::: INFORMATION SUPPLIED :::

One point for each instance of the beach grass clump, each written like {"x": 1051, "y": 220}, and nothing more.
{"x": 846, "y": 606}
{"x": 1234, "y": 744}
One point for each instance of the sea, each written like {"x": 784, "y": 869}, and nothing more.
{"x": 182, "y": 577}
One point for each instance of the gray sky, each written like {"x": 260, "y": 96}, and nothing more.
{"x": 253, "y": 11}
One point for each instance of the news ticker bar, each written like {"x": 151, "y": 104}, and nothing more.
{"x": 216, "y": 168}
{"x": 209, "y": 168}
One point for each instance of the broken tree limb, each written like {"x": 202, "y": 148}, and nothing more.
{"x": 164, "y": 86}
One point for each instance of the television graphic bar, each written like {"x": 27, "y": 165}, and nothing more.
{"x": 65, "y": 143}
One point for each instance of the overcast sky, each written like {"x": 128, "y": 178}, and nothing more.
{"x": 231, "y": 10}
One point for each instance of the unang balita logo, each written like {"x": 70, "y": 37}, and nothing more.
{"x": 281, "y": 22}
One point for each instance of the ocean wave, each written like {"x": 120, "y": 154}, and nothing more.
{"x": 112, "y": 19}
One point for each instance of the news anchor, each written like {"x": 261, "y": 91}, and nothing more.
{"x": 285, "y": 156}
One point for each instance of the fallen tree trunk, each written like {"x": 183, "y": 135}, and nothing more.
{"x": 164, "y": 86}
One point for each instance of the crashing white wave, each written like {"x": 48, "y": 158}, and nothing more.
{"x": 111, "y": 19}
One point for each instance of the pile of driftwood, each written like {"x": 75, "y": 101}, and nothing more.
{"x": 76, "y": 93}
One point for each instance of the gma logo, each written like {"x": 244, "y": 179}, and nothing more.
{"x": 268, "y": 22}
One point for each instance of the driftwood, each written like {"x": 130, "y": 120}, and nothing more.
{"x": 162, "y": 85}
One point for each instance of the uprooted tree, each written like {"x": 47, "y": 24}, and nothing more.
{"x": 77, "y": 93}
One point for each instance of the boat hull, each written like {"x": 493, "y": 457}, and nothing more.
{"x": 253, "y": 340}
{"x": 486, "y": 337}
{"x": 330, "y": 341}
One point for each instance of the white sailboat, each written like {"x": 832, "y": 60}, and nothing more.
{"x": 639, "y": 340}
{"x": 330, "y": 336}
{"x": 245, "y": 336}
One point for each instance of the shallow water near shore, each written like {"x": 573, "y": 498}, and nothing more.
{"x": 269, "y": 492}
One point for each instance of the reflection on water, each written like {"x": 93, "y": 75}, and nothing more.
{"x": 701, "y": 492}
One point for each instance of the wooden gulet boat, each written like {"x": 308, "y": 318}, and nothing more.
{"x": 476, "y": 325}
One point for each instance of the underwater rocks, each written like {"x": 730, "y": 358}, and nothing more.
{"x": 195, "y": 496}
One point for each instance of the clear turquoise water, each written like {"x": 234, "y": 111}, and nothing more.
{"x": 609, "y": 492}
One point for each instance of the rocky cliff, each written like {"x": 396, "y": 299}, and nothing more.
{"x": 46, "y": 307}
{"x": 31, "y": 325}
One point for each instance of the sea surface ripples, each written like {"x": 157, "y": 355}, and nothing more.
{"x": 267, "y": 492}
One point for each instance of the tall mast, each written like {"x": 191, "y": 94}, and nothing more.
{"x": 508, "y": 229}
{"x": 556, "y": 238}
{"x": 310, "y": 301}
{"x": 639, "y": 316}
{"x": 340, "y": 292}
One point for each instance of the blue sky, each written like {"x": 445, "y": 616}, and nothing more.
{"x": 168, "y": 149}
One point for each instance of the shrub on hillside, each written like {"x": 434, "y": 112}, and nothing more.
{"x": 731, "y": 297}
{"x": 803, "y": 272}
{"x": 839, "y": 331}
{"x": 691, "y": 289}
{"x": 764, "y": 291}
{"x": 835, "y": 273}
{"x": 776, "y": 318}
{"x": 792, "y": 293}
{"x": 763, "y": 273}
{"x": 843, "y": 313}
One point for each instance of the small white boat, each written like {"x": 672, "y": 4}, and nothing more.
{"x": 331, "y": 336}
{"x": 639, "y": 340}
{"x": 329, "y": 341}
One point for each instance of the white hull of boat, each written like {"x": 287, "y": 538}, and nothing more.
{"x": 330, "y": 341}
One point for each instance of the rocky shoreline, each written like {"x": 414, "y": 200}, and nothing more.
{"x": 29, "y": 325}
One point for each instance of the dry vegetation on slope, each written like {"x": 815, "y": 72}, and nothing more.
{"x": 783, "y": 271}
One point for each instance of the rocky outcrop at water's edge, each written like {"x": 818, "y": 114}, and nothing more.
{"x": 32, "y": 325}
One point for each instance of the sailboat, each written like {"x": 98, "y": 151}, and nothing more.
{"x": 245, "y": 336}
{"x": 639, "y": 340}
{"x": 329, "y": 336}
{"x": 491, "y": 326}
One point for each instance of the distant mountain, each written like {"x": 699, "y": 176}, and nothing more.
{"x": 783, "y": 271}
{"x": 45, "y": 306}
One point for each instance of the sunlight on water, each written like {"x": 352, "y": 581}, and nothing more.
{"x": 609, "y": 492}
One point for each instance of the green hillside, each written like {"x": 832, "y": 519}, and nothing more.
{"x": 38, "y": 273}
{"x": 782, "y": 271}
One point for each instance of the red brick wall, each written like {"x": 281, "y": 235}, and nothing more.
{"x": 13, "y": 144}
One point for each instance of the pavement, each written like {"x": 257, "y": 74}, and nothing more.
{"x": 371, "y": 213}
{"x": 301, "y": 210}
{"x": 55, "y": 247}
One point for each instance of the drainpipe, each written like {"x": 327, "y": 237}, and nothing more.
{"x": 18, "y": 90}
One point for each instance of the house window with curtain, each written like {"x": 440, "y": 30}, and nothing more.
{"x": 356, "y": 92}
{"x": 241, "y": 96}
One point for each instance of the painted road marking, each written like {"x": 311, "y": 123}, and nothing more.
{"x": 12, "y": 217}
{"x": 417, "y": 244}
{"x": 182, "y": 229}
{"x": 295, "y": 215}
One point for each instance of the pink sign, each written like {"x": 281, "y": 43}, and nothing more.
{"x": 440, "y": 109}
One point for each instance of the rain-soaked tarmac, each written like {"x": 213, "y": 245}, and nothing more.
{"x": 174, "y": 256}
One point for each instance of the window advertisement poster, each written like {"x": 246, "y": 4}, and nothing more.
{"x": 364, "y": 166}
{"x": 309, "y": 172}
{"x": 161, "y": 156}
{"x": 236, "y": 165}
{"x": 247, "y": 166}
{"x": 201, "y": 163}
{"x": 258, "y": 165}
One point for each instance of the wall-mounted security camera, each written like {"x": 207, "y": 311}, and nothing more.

:::

- **TASK DETAILS**
Repeat the preceding lines exactly, please, every one of them.

- **SOLUTION**
One point for each instance of the beach grass clump, each written like {"x": 1051, "y": 220}, and nothing more.
{"x": 846, "y": 606}
{"x": 1234, "y": 744}
One point for each instance of the sea, each written like {"x": 784, "y": 869}, and nothing more.
{"x": 182, "y": 577}
One point for each instance of the gray sky, each written like {"x": 260, "y": 96}, and nothing more.
{"x": 253, "y": 11}
One point for each instance of the news ticker bar, each written like {"x": 151, "y": 104}, and nothing more.
{"x": 216, "y": 168}
{"x": 209, "y": 168}
One point for each instance of the broken tree limb, each written like {"x": 202, "y": 148}, and nothing more.
{"x": 164, "y": 86}
One point for each instance of the television graphic bar, each written like {"x": 27, "y": 165}, and nothing more.
{"x": 65, "y": 143}
One point for each instance of the overcast sky, each written like {"x": 128, "y": 178}, and nothing more.
{"x": 231, "y": 10}
One point for each instance of the unang balita logo, each written like {"x": 70, "y": 37}, and nothing more.
{"x": 281, "y": 22}
One point for each instance of the ocean wave, each written like {"x": 120, "y": 154}, and nothing more.
{"x": 112, "y": 19}
One point for each instance of the news anchor, each written like {"x": 261, "y": 91}, and nothing more.
{"x": 285, "y": 156}
One point for each instance of the fallen tree trunk, each written like {"x": 183, "y": 135}, and nothing more.
{"x": 164, "y": 86}
One point for each instance of the crashing white wave, each written like {"x": 48, "y": 158}, and nothing more.
{"x": 111, "y": 19}
One point for each instance of the pile of driftwood, each written like {"x": 75, "y": 101}, and nothing more.
{"x": 76, "y": 93}
One point for each instance of the gma logo, each written like {"x": 244, "y": 179}, and nothing more.
{"x": 268, "y": 22}
One point for each instance of the driftwood, each written like {"x": 130, "y": 120}, and nothing more.
{"x": 162, "y": 85}
One point for each instance of the uprooted tree, each written like {"x": 47, "y": 24}, and nothing more.
{"x": 77, "y": 93}
One point for each instance of the boat hull, each written like {"x": 493, "y": 457}, and nothing more.
{"x": 253, "y": 340}
{"x": 486, "y": 337}
{"x": 330, "y": 341}
One point for each instance of the white sailboat, each written like {"x": 832, "y": 60}, and nothing more.
{"x": 639, "y": 340}
{"x": 330, "y": 336}
{"x": 245, "y": 336}
One point for each instance of the shallow water near shore, each written like {"x": 573, "y": 498}, and nothing more.
{"x": 269, "y": 492}
One point for each instance of the reflection on water, each written like {"x": 93, "y": 75}, and nothing more.
{"x": 701, "y": 492}
One point for each instance of the wooden gulet boat, each written like {"x": 308, "y": 318}, and nothing more.
{"x": 476, "y": 325}
One point for each instance of the underwater rocks, each written like {"x": 730, "y": 358}, and nothing more.
{"x": 195, "y": 496}
One point for each instance of the clear turquoise water, each written like {"x": 234, "y": 111}, and nothing more.
{"x": 609, "y": 492}
One point for each instance of the rocky cliff, each written like {"x": 396, "y": 299}, and nothing more.
{"x": 46, "y": 307}
{"x": 31, "y": 325}
One point for each instance of the sea surface ripples, each written like {"x": 157, "y": 355}, and nothing more.
{"x": 267, "y": 492}
One point for each instance of the tall mast, each written like {"x": 191, "y": 94}, and nothing more.
{"x": 508, "y": 229}
{"x": 556, "y": 238}
{"x": 310, "y": 301}
{"x": 639, "y": 316}
{"x": 340, "y": 292}
One point for each instance of the blue sky, each written like {"x": 445, "y": 616}, and nothing more.
{"x": 168, "y": 149}
One point for each instance of the shrub on hillside, each written like {"x": 434, "y": 112}, and nothing more.
{"x": 731, "y": 297}
{"x": 803, "y": 272}
{"x": 839, "y": 331}
{"x": 691, "y": 289}
{"x": 764, "y": 291}
{"x": 835, "y": 273}
{"x": 776, "y": 318}
{"x": 792, "y": 293}
{"x": 763, "y": 273}
{"x": 843, "y": 313}
One point for each instance of the small white boat, each written like {"x": 672, "y": 4}, and nothing more.
{"x": 331, "y": 336}
{"x": 639, "y": 340}
{"x": 329, "y": 341}
One point for each instance of the white hull of boat, each written like {"x": 287, "y": 538}, and nothing more.
{"x": 330, "y": 341}
One point for each instance of the rocky shoreline, each written like {"x": 414, "y": 200}, and nothing more.
{"x": 29, "y": 325}
One point for each instance of the dry vegetation on slope, each written like {"x": 815, "y": 72}, and nothing more.
{"x": 783, "y": 271}
One point for each instance of the rocky outcrop at water's edge, each written like {"x": 818, "y": 114}, and nothing more.
{"x": 32, "y": 325}
One point for each instance of the sailboat, each written like {"x": 98, "y": 151}, and nothing more.
{"x": 245, "y": 336}
{"x": 639, "y": 340}
{"x": 329, "y": 336}
{"x": 491, "y": 326}
One point for each instance of the distant mountain, each written like {"x": 699, "y": 176}, and nothing more.
{"x": 783, "y": 271}
{"x": 45, "y": 306}
One point for each instance of the sunlight on water, each written like {"x": 352, "y": 581}, and nothing more.
{"x": 609, "y": 492}
One point for each instance of the green hillside, each written like {"x": 832, "y": 519}, and nothing more.
{"x": 38, "y": 273}
{"x": 782, "y": 271}
One point for each instance of the red brick wall, each written like {"x": 281, "y": 235}, and nothing more.
{"x": 13, "y": 144}
One point for each instance of the pavement, each written like {"x": 257, "y": 74}, and nothing more.
{"x": 371, "y": 213}
{"x": 301, "y": 210}
{"x": 55, "y": 247}
One point for each instance of the drainpipe, each written like {"x": 327, "y": 237}, and nothing more.
{"x": 18, "y": 90}
One point for each instance of the house window with curtain, each written like {"x": 440, "y": 30}, and nothing more.
{"x": 356, "y": 92}
{"x": 241, "y": 96}
One point for each instance of the painted road marking, each written like {"x": 311, "y": 123}, and nothing more.
{"x": 12, "y": 217}
{"x": 417, "y": 244}
{"x": 182, "y": 229}
{"x": 295, "y": 215}
One point for each instance of the pink sign, each written like {"x": 281, "y": 43}, and nothing more.
{"x": 440, "y": 109}
One point for each instance of the rain-soaked tarmac, each written like {"x": 213, "y": 245}, and nothing more.
{"x": 174, "y": 256}
One point for each instance of the window advertisement poster, each written like {"x": 246, "y": 4}, and nothing more.
{"x": 364, "y": 166}
{"x": 309, "y": 172}
{"x": 161, "y": 156}
{"x": 236, "y": 165}
{"x": 247, "y": 166}
{"x": 201, "y": 163}
{"x": 258, "y": 165}
One point for each instance of the wall-mounted security camera, each written like {"x": 207, "y": 311}, and nothing more.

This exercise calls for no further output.